=== TASK TO COMPLETE ===
Every line of the material that follows must be printed again exactly.

=== Coordinate labeling data ===
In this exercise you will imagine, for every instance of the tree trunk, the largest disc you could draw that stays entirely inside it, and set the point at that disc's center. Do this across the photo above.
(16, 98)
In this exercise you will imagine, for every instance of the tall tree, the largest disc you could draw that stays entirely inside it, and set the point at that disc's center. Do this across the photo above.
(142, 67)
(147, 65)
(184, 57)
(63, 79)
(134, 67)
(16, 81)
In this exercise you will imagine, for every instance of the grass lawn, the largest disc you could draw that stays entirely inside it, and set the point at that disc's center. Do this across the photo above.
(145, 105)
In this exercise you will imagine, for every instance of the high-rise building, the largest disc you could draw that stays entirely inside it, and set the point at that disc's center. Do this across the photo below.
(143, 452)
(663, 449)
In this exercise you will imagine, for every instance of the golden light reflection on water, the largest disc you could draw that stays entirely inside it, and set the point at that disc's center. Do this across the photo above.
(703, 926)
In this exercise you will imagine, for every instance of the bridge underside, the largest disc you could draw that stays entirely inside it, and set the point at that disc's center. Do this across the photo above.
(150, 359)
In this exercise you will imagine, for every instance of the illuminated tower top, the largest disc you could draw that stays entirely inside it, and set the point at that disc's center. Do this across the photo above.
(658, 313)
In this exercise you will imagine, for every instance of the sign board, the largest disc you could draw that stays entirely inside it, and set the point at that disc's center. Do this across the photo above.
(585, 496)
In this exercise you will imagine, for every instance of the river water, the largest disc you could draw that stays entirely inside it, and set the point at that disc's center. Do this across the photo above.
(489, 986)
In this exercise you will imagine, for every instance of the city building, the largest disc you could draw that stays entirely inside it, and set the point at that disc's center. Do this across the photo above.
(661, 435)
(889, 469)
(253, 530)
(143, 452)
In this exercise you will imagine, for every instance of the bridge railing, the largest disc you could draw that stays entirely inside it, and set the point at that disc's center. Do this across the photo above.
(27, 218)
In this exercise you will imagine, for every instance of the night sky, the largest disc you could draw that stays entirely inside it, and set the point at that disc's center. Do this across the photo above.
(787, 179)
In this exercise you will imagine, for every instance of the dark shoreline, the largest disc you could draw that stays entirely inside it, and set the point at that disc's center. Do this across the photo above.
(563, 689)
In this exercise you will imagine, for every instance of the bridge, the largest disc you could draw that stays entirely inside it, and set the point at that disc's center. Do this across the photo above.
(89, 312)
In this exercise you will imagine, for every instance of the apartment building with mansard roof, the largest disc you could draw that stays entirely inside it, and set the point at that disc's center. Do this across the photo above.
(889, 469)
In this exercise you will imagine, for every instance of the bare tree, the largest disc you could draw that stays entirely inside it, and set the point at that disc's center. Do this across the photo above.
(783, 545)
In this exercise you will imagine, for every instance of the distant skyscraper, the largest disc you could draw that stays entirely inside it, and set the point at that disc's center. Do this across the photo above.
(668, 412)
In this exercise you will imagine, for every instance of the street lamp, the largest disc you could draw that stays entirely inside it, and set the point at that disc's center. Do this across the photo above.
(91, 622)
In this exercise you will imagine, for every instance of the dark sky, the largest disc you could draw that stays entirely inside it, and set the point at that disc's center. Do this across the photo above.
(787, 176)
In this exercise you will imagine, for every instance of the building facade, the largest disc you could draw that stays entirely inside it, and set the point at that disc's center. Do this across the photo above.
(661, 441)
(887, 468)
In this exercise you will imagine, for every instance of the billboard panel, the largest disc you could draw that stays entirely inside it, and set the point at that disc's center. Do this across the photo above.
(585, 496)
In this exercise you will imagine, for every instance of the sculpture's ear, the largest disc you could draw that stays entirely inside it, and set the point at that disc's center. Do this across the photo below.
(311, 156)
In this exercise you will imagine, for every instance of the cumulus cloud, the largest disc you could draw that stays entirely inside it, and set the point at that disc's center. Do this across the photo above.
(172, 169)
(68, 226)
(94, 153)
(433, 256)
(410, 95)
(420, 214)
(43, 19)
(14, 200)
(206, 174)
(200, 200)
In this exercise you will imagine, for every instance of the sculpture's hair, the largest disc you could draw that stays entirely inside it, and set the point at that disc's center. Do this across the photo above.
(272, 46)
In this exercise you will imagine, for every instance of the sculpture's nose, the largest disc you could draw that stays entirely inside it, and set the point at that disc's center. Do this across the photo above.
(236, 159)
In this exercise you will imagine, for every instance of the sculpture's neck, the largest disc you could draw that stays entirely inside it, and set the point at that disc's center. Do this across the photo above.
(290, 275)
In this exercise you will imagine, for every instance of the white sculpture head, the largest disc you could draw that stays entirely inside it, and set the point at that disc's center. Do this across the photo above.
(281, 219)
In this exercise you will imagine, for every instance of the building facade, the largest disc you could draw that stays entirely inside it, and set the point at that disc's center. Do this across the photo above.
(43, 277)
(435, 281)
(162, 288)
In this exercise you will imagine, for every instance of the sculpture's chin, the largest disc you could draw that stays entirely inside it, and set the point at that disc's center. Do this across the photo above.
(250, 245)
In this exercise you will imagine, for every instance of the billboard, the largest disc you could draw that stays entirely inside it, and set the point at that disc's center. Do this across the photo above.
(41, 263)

=== ANSWER FOR THIS EXERCISE ===
In this exercise you will imagine, for every instance of the tree trunk, the largest disc you could draw that stays entirely inside it, and set the point at that disc's center. Do this across the photo above.
(16, 98)
In this exercise you will imagine, for every instance of the tall tree, the largest disc you could draw that stays entirely inside it, and set the point at that disc's center. Do this across the photo above.
(142, 67)
(147, 65)
(184, 57)
(63, 79)
(134, 67)
(16, 81)
In this exercise you will imagine, for every instance of the grass lawn, the largest disc you could draw that stays entirely inside it, and set the point at that disc's center. Do this across the photo above.
(145, 105)
In this exercise you will imagine, for every instance of the high-rise building, the largest disc you could draw that stays entirely inside it, and set the point at that disc's center. Do this across the photo below.
(143, 452)
(663, 449)
In this exercise you will imagine, for every instance of the golden light reflection on water, the largest disc you could draw that stays entirely inside it, and set the point at that disc's center. Do this across the photo above.
(703, 926)
In this exercise you will imagine, for every instance of the bridge underside, the largest disc you could draw that stays entirely inside it, and set the point at that disc's center. Do this across the photo above.
(150, 359)
In this exercise you will imagine, for every instance of the illuminated tower top, the largest disc you could draw that stays entirely inside it, and set the point at that disc's center. Do this across the photo above.
(658, 313)
In this exercise you will imagine, for every instance of the sign board, the largest disc you could draw that stays entirely inside it, and set the point at that disc's center. Do this across the photo above.
(585, 496)
In this exercise you will imagine, for every instance of the river water, the largest disc you could draw that stays entirely inside it, and set the point at that disc's center. Do this across the photo above.
(489, 986)
In this exercise you will imagine, for every instance of the city building, the largest disc you could draw that stays entirely inside it, and set the point at that disc's center. Do this across the photo above.
(661, 435)
(889, 469)
(253, 530)
(143, 452)
In this exercise you will imagine, for every instance of the bridge railing, the largest disc you could draw that stays entirely inside it, and set the point at that disc's center. Do this across the photo above.
(27, 218)
In this exercise you will imagine, for every instance of the night sky, the largest disc you could draw that stays entirely inside it, and set the point at that disc's center. Do this across the photo above.
(787, 179)
In this exercise you will imagine, for every instance of the dark shoreline, the largest disc you could draw that stays entirely inside it, and set the point at that disc's center. Do this across the photo above.
(563, 689)
In this exercise you will imagine, for every instance of the bridge, the largest disc you could draw that stays entirely inside it, and set the point at that disc's center. Do this across the photo above.
(89, 312)
In this exercise you will imagine, for every instance of the apartment building with mansard roof, the largest disc you could draw that stays entirely inside it, and set the point at that disc's center. Do this across the photo above.
(889, 469)
In this exercise you will imagine, for every instance of the bare tree, the largest disc you could draw that stays entirely inside it, and set the point at that disc's center. Do this across the photo above.
(783, 545)
In this exercise you will imagine, for every instance of the distant skyscraper, the largest disc you could draw that stays entirely inside it, and set the point at that disc's center. Do this across the photo above.
(668, 412)
In this exercise you will imagine, for every instance of the street lamp, the largest disc you could draw that stays entirely inside it, and set the point at that disc's center. Do this across the photo above.
(91, 622)
In this exercise you will imagine, for every instance of the dark sky, the largest disc you could draw that stays entirely inside it, and set the point at that disc's center. Do this across the photo above.
(787, 176)
In this exercise you will imagine, for every instance of the building facade, the largest disc you could draw that stays entirely inside it, and set the point at that disc's center. Do this across the photo above.
(661, 441)
(887, 468)
In this exercise you will imagine, for every instance of the billboard panel, the largest disc you could draw that stays entirely inside it, and set the point at that disc's center. Do this across the photo above.
(585, 496)
In this exercise you will imagine, for every instance of the sculpture's ear, the largest disc you could draw that stays entirely inside it, and set the point at that disc's center. Do this across the photo below.
(311, 156)
In this exercise you will imagine, for every instance of the cumulus cloud, the largest disc you could draw that stays entirely inside it, and set the point at that disc's center. Do this across the photo above.
(172, 169)
(68, 226)
(94, 153)
(433, 256)
(410, 95)
(420, 214)
(43, 19)
(14, 200)
(206, 174)
(200, 200)
In this exercise you will imagine, for every instance of the sculpture's hair, the largest disc you could draw that stays entirely inside it, and set the point at that disc's center. Do this across the photo above.
(272, 46)
In this exercise you will imagine, for every instance of the sculpture's nose, the largest disc you could draw that stays entirely inside it, and set the point at that disc's center. Do this across the photo above.
(236, 159)
In this exercise you will imagine, for every instance of the sculpture's neck, the largest disc you could draw that stays entirely inside it, and set the point at that disc's center. Do this across the photo above.
(290, 275)
In this exercise you will imagine, for every instance of the white sculpture head, the largest disc you could draw that stays entirely inside it, and set the point at that disc's center. Do this across the photo above.
(281, 219)
In this exercise you will imagine, for every instance of the building facade, the largest disc you could draw that stays entirely inside it, and set the point at that disc's center. Do this across the photo above.
(43, 277)
(435, 281)
(162, 288)
In this exercise you will imagine, for every instance of the sculpture's chin, the largest disc you could draw that stays entirely inside it, and set the point at that disc's center. Do this across the photo above.
(250, 245)
In this exercise you will imagine, for every instance of the billboard, the largest disc you could draw that stays entirely inside it, and set the point at that disc's center. Do this across the photo above.
(41, 263)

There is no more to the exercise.